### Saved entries
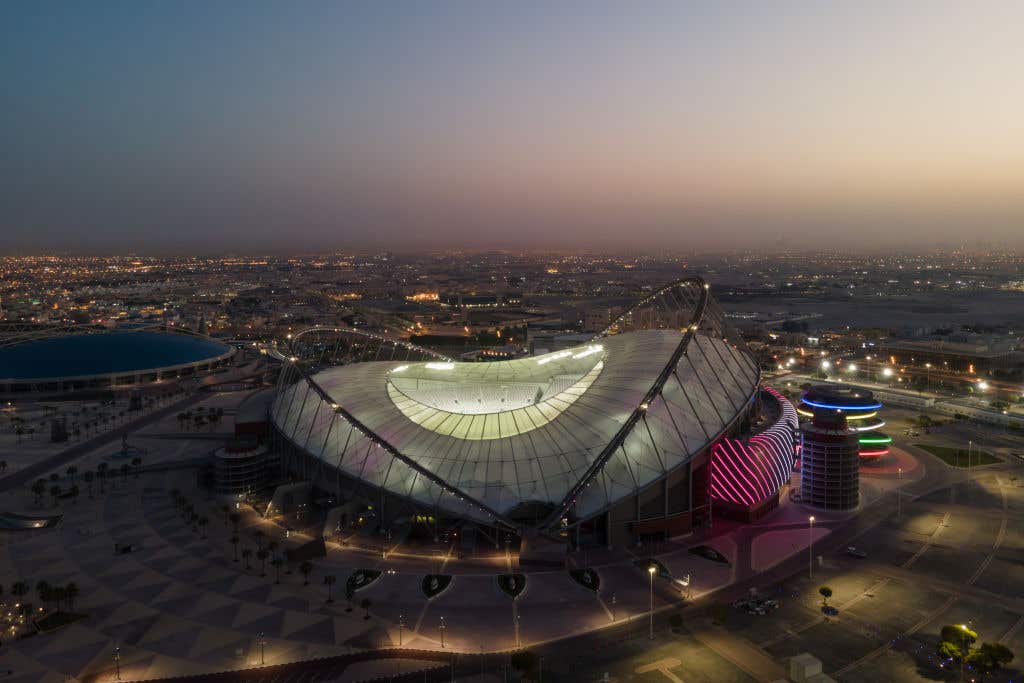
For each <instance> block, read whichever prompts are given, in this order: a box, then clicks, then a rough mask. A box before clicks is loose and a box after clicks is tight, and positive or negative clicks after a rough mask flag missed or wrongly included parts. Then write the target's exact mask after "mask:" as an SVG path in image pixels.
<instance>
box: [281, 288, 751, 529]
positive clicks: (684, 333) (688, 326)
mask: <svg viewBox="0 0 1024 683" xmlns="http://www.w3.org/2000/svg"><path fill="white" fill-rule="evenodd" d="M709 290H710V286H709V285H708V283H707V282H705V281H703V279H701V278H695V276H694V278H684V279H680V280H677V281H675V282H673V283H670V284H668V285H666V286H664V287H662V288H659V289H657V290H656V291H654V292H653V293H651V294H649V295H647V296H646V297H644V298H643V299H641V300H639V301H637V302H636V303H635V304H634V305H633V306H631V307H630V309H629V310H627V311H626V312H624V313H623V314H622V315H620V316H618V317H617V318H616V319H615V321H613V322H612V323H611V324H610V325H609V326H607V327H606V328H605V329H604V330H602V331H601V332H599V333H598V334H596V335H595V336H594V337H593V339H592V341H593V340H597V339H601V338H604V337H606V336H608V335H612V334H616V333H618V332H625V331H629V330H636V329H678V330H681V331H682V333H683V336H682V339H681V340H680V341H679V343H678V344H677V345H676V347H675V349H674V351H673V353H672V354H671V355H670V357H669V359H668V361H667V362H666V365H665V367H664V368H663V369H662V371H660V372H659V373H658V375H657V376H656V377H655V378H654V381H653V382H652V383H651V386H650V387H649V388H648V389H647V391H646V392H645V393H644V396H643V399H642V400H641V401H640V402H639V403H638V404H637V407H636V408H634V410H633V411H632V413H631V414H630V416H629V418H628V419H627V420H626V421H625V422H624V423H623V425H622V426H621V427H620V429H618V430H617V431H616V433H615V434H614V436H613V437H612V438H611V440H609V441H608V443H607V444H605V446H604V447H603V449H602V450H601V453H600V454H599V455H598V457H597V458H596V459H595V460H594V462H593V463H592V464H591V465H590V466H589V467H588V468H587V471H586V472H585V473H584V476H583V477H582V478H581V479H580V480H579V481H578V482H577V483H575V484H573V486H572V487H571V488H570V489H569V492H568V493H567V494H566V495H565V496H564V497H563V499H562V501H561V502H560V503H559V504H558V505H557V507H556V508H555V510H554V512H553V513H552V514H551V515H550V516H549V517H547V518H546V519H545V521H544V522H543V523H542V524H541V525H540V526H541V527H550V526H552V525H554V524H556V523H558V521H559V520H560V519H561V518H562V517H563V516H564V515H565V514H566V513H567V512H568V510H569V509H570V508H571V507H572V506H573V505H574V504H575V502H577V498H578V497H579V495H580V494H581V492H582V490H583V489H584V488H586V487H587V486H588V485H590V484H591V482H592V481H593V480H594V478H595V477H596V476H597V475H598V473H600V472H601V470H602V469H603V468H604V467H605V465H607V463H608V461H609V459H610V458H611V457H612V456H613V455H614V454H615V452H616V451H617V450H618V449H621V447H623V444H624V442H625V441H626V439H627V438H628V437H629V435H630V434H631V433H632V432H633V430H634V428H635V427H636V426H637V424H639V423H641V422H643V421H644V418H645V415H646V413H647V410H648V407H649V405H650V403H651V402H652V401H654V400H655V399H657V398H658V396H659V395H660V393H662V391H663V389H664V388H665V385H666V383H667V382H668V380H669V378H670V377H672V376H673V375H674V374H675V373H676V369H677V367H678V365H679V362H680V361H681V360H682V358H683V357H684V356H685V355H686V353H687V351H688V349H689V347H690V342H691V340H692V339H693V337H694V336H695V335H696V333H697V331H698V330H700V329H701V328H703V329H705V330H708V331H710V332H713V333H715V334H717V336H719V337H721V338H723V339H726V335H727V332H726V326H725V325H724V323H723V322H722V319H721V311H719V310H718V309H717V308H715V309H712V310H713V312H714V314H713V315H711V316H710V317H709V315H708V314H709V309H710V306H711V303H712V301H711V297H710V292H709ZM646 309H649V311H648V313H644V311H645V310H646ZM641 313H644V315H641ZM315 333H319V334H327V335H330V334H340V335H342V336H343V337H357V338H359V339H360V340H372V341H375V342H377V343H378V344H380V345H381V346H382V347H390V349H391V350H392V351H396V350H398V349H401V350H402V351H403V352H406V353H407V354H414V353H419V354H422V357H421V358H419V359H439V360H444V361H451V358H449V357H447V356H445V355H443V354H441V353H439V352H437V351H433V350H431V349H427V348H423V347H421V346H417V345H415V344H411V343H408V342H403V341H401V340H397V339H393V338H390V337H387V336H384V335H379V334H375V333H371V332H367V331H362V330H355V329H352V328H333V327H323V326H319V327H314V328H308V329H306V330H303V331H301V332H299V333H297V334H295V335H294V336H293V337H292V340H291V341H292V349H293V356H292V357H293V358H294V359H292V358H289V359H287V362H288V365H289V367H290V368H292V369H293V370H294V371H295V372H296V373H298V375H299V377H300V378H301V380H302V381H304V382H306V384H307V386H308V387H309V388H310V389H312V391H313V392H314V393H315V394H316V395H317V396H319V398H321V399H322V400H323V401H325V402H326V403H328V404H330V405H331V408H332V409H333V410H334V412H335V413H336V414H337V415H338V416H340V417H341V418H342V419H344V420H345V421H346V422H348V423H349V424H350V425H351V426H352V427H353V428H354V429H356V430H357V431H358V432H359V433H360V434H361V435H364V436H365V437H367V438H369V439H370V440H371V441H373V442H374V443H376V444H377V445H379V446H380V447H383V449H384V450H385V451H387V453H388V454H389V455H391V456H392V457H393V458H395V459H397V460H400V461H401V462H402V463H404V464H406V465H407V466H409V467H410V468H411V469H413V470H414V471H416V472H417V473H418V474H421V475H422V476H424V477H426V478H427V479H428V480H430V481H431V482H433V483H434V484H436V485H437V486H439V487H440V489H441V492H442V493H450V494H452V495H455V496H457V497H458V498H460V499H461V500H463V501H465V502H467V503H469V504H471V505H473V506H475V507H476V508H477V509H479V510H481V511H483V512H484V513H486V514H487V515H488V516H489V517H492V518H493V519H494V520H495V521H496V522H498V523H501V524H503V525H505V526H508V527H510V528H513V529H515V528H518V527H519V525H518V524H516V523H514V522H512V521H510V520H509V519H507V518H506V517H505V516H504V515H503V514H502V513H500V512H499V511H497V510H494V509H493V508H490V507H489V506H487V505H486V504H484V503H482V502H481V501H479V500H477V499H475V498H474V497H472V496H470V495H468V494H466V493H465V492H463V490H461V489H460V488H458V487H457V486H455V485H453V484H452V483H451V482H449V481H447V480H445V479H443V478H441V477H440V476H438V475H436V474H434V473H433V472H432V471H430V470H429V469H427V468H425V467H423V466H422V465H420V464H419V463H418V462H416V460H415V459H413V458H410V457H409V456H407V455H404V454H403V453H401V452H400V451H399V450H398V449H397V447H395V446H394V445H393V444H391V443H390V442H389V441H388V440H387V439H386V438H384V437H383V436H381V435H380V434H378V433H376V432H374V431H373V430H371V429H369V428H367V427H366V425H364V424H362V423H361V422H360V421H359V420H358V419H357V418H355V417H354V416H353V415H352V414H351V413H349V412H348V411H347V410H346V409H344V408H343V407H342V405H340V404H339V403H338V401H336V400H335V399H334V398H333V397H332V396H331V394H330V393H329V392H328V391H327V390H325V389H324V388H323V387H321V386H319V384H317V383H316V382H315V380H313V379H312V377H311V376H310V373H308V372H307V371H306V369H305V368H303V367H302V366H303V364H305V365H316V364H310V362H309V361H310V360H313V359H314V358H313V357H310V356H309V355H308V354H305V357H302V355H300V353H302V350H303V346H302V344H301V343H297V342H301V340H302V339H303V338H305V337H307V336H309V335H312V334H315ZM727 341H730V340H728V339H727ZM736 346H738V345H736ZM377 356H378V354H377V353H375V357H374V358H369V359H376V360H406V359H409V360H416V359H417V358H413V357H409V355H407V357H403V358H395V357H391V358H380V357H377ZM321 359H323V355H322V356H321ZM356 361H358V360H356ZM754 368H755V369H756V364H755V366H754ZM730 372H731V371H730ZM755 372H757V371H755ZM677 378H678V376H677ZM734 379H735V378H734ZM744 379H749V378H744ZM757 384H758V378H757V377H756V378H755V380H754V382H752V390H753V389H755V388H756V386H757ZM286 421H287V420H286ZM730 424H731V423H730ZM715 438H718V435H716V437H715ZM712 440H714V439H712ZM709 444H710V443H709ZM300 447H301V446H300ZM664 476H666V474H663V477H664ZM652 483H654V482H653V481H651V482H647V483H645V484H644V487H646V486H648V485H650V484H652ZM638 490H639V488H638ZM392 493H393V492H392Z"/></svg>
...
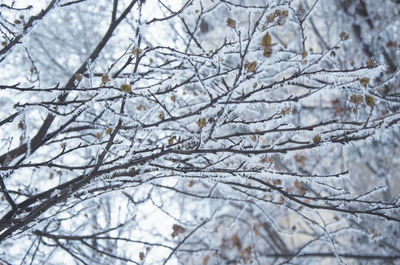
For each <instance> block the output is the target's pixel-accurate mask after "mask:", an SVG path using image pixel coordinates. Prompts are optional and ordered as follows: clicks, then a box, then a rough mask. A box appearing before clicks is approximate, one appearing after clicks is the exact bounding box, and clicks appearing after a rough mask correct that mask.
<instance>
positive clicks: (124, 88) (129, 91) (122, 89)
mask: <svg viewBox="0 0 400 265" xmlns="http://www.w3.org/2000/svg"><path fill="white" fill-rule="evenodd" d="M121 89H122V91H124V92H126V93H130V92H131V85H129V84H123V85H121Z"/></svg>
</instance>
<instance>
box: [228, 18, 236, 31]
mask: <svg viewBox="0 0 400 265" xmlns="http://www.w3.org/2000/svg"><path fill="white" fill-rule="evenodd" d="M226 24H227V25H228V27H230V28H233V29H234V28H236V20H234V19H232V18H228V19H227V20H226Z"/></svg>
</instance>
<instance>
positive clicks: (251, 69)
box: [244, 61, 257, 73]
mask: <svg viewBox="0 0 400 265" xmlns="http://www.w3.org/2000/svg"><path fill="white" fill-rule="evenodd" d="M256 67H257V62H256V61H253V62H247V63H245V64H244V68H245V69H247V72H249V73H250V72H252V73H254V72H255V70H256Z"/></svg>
...
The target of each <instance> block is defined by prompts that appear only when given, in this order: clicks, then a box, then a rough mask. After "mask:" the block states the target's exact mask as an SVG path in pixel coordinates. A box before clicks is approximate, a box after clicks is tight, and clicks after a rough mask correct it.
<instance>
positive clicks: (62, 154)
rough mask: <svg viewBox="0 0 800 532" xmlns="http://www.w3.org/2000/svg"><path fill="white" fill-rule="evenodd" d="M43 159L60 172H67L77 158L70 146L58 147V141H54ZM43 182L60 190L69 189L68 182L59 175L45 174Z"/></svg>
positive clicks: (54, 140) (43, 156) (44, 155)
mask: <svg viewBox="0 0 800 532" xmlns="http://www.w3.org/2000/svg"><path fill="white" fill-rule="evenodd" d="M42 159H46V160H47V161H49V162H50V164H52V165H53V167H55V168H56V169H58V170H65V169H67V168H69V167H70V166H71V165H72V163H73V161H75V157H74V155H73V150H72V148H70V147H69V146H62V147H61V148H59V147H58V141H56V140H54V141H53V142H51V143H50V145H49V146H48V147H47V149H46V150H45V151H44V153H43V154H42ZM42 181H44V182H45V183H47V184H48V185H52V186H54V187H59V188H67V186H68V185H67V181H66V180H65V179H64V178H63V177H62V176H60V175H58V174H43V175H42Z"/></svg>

### ABOUT THIS EXERCISE
Could you transcribe the entries above word for word, from the line with "For each <instance> block, read" down to the line with "box: [281, 288, 751, 529]", keeping both?

### EXPECTED OUTPUT
For each <instance> block, read whichever prompts are given, in this order: a box, then clicks, then a rough mask. A box before clicks is loose and a box after clicks is tight, and positive or negative clicks after a rough mask flag missed or wrongly included parts. Then write the target's exact mask after "mask:" as an SVG path in image pixels.
<instance>
box: [281, 288, 751, 529]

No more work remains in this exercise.